--- start Input data ---
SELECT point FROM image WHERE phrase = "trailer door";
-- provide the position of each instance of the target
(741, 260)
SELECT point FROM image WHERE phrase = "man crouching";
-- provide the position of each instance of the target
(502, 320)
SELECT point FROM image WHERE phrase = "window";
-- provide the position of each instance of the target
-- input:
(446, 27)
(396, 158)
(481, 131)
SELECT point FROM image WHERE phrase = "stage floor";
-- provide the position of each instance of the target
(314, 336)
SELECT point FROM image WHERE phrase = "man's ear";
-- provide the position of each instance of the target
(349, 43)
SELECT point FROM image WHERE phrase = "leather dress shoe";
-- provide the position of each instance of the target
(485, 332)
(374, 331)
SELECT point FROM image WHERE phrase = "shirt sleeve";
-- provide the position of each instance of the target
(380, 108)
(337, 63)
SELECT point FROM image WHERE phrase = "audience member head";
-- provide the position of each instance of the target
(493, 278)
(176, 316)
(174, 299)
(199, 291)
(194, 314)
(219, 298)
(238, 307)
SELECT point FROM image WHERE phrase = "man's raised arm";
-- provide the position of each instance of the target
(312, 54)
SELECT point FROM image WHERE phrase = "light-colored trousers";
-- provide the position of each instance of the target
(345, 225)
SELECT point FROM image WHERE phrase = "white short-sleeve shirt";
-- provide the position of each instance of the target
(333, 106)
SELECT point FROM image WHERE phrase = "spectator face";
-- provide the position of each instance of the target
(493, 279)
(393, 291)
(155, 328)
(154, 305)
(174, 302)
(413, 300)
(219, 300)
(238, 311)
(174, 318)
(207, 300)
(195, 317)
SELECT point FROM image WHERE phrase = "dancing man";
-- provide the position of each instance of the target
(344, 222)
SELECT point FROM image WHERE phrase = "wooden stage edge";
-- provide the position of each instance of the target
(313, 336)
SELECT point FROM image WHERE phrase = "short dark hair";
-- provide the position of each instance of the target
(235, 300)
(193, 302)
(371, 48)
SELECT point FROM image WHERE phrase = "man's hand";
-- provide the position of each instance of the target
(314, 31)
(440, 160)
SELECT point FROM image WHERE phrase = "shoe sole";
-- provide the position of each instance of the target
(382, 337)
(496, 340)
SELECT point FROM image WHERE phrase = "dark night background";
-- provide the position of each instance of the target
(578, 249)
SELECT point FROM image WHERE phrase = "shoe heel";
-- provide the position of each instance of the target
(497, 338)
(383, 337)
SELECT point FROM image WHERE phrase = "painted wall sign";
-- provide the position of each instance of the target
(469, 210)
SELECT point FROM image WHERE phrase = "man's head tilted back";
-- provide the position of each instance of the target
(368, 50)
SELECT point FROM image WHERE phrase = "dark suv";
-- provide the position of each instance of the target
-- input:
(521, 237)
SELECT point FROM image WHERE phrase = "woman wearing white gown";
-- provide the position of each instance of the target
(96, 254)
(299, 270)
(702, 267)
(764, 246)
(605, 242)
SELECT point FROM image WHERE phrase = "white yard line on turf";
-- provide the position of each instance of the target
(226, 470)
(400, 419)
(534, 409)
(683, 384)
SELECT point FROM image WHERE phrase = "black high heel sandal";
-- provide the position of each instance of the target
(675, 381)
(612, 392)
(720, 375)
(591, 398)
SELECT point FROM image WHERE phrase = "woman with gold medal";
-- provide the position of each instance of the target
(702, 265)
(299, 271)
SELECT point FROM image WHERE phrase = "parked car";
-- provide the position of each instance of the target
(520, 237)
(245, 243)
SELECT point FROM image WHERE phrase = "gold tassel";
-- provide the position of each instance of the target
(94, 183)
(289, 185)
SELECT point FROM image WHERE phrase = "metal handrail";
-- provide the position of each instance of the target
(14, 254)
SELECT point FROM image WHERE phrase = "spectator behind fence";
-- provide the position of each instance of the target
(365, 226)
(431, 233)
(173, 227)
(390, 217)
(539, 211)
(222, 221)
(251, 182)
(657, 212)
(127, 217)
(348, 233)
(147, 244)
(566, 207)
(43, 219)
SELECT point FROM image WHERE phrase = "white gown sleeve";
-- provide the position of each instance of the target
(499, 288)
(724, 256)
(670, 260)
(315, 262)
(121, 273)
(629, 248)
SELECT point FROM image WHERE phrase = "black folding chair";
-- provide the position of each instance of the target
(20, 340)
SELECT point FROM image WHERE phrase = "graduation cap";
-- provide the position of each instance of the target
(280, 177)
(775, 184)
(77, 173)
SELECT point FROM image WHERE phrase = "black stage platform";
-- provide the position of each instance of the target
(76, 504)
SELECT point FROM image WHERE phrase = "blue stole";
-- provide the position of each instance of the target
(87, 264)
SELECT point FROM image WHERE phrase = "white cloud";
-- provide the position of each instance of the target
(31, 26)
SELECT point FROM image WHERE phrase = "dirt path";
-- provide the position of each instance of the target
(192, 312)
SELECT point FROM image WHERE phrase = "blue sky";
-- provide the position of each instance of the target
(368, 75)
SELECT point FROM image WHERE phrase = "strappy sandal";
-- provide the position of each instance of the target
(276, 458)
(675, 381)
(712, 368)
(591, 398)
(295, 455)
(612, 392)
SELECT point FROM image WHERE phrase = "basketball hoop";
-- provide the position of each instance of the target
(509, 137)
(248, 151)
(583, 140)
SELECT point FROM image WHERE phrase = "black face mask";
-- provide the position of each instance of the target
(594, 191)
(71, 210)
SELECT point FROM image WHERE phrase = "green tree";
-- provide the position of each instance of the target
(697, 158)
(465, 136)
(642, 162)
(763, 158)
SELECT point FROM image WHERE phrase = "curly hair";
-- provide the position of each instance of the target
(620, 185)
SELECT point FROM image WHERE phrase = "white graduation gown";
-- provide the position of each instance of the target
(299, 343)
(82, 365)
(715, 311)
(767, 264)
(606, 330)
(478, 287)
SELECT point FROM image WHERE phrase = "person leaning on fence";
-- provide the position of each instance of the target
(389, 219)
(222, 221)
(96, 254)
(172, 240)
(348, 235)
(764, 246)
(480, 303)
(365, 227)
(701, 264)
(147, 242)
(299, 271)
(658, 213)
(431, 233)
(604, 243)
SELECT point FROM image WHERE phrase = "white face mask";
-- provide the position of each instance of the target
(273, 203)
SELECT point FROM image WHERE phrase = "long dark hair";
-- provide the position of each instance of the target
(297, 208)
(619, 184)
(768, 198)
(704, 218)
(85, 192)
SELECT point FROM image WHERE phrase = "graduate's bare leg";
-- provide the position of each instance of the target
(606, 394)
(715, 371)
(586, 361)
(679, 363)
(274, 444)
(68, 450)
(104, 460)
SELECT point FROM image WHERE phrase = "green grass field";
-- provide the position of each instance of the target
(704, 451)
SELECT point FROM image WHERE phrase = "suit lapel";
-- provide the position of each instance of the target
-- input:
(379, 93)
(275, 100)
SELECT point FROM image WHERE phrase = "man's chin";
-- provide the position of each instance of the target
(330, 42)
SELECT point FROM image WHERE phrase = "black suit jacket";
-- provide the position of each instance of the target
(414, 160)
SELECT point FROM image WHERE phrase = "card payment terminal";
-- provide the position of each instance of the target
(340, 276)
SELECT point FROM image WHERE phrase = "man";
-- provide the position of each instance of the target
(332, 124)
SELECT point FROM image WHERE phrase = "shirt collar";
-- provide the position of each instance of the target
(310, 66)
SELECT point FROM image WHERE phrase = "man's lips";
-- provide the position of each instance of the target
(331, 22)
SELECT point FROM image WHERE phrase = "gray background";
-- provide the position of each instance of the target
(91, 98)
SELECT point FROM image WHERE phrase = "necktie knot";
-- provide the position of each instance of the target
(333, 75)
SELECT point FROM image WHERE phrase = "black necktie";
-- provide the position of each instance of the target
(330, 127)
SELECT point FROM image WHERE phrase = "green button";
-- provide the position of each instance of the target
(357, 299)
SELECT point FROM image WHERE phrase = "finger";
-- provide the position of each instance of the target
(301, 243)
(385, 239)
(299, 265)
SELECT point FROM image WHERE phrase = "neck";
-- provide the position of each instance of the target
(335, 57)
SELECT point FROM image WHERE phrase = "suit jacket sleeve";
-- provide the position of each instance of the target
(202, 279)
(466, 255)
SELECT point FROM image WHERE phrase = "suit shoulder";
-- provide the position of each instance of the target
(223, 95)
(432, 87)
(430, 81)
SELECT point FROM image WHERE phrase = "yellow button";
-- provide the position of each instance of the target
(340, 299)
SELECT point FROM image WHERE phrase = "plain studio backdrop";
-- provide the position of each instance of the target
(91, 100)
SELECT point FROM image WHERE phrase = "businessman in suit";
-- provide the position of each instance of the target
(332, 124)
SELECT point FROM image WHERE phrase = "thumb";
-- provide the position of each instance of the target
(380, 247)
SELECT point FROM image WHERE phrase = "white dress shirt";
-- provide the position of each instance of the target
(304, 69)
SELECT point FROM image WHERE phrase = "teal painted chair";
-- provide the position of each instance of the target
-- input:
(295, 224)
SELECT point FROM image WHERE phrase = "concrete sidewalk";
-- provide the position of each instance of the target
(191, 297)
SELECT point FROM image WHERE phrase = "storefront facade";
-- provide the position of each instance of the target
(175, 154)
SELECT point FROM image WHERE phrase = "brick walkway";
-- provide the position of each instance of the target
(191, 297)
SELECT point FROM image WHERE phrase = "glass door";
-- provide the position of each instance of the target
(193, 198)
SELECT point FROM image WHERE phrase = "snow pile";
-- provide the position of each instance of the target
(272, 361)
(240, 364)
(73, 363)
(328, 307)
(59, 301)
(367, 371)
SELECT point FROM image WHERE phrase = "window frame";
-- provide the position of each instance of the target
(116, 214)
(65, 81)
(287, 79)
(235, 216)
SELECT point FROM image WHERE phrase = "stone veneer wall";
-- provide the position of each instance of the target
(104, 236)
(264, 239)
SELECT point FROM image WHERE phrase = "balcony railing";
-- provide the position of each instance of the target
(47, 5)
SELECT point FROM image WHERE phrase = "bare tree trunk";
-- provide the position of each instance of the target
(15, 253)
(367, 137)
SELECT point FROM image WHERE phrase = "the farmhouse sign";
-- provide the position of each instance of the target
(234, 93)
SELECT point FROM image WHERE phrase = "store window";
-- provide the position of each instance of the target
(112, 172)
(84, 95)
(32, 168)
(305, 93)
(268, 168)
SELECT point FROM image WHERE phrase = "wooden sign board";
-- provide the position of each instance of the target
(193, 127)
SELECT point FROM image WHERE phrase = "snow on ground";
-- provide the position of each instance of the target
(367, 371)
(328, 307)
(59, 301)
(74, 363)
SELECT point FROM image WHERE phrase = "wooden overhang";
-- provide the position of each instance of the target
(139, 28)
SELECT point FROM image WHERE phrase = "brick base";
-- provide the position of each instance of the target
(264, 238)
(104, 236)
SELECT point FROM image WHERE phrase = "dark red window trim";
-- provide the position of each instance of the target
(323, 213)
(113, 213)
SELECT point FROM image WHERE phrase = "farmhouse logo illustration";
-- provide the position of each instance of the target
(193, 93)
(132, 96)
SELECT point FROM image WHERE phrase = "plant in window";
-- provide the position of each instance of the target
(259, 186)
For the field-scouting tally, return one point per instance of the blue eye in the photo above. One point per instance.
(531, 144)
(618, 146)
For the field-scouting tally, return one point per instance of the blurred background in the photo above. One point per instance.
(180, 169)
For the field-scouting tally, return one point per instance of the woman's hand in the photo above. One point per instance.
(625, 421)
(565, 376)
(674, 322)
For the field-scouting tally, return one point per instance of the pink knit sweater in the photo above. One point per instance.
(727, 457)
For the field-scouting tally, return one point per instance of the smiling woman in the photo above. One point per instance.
--- end Input data ---
**Objective**
Repeat exactly the lines from the line containing "of the blue" through the end of the listing above; both boundary lines are part of the output.

**Solution below**
For the field-scouting tally, return one point per instance of the blue eye in the photo above. One point per instance.
(531, 144)
(618, 146)
For the field-scouting tally, return one point per instance of the blurred background in the photo above. One point per instance.
(180, 169)
For the field-scouting tally, return one point per instance of the woman's hand in the photo above. One point per instance.
(625, 421)
(565, 376)
(674, 322)
For the field-scouting tally, return one point per instance of the pink knit sweater in the photo above. One point per instance.
(727, 457)
For the field-scouting tally, return one point per instance of the smiling woman in the photo above. One point per instance.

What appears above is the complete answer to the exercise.